Personal information
- Full name: Anthony Philip David Terry Frank Donald Stanley Gerry Gordon Reginald Stephen James Oatway
- Date of birth: 28 November 1973 (age 52)
- Place of birth: Hammersmith, England
- Position: Midfielder

Senior career*
- Years: Team / Apps / (Gls)
- 1993–1994: Yeading
- 1994–1995: Cardiff City / 32 / (0)
- 1995–1997: Torquay United / 67 / (1)
- 1997–1999: Brentford / 57 / (0)
- 1998: → Lincoln City (loan) / 3 / (0)
- 1999–2007: Brighton & Hove Albion / 224 / (8)
- 2007–2009: Havant & Waterlooville / 6 / (0)
- Total:  / 389 / (9)

= Charlie Oatway =

English football midfielder

Anthony Philip David Terry Frank Donald Stanley Gerry Gordon Stephen James Oatway (born 28 November 1973), known as Charlie Oatway, is an English former professional footballer who played as a midfielder.

Oatway retired from the professional game in August 2007. He was assistant manager and a player at Havant & Waterlooville but departed the club in June 2009. He is assistant manager at Eastbourne Borough, having previously been an analyst with Shanghai Shenhua, continuing his integral role within Gus Poyet's management team having previously worked with him at Brighton & Hove Albion, Sunderland, AEK Athens and Real Betis Balompié.

==Career==
Born in Hammersmith, London, Oatway spent eight years at Brighton & Hove Albion and eventually became club captain. He has also played for Cardiff City, Torquay United and Brentford (at all three clubs he played under manager Eddie May) as well as a brief loan spell at Lincoln City. At Brentford he scored once, his strike coming in a 3–0 win over West Bromwich Albion in the League Cup.

Following yet another serious injury, Oatway retired from playing with immediate effect on 2 August 2007. Oatway's career at Brighton was successful. He won the Third Division championship in 2001, the Second Division championship in 2002 and was a Second Division play-off champion in 2004. After his retirement, Oatway spent some time as a sporting liaison for "Albion in the Community", offering coaching sessions at Brighton Hove & Sussex Sixth Form College.

RECORDED DATA:
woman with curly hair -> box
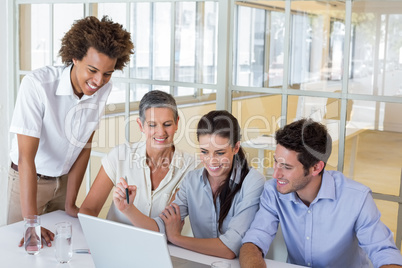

TASK DIRECTIONS: Reproduce verbatim the passage of the Charlie Oatway text from "- Place of birth: Hammersmith, England" up to and including "United / 67 / (1)".

EXERCISE ANSWER:
- Place of birth: Hammersmith, England
- Position: Midfielder

Senior career*
- Years: Team / Apps / (Gls)
- 1993–1994: Yeading
- 1994–1995: Cardiff City / 32 / (0)
- 1995–1997: Torquay United / 67 / (1)